From the line bearing "Query: pink petal underside" down to the final line of the records below, give every line again exactly and add nothing.

Data records
####

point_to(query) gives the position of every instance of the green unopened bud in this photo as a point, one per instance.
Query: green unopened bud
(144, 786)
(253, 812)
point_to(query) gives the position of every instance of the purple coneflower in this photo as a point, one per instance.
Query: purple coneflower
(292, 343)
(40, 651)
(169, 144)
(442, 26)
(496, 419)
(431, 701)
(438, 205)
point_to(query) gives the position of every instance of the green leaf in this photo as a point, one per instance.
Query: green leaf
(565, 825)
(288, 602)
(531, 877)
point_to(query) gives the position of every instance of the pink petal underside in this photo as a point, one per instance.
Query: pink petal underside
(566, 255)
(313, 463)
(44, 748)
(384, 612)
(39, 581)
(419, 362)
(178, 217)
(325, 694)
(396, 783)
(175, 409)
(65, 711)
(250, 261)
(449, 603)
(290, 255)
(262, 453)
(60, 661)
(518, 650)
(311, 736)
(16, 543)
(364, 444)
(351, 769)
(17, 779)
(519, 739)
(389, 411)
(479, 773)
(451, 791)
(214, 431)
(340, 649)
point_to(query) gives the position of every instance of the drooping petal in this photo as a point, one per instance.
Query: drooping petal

####

REPLY:
Query: pink petal underside
(566, 255)
(313, 463)
(44, 748)
(384, 612)
(39, 581)
(419, 362)
(178, 217)
(325, 694)
(396, 783)
(175, 409)
(65, 711)
(250, 261)
(449, 603)
(290, 255)
(262, 453)
(60, 661)
(518, 650)
(311, 736)
(16, 543)
(364, 444)
(351, 769)
(17, 779)
(519, 739)
(389, 411)
(479, 773)
(451, 791)
(214, 431)
(340, 649)
point_to(query) gives the position of every instance of the drooping petal in this photo as a point, one per instance.
Query: drooping petal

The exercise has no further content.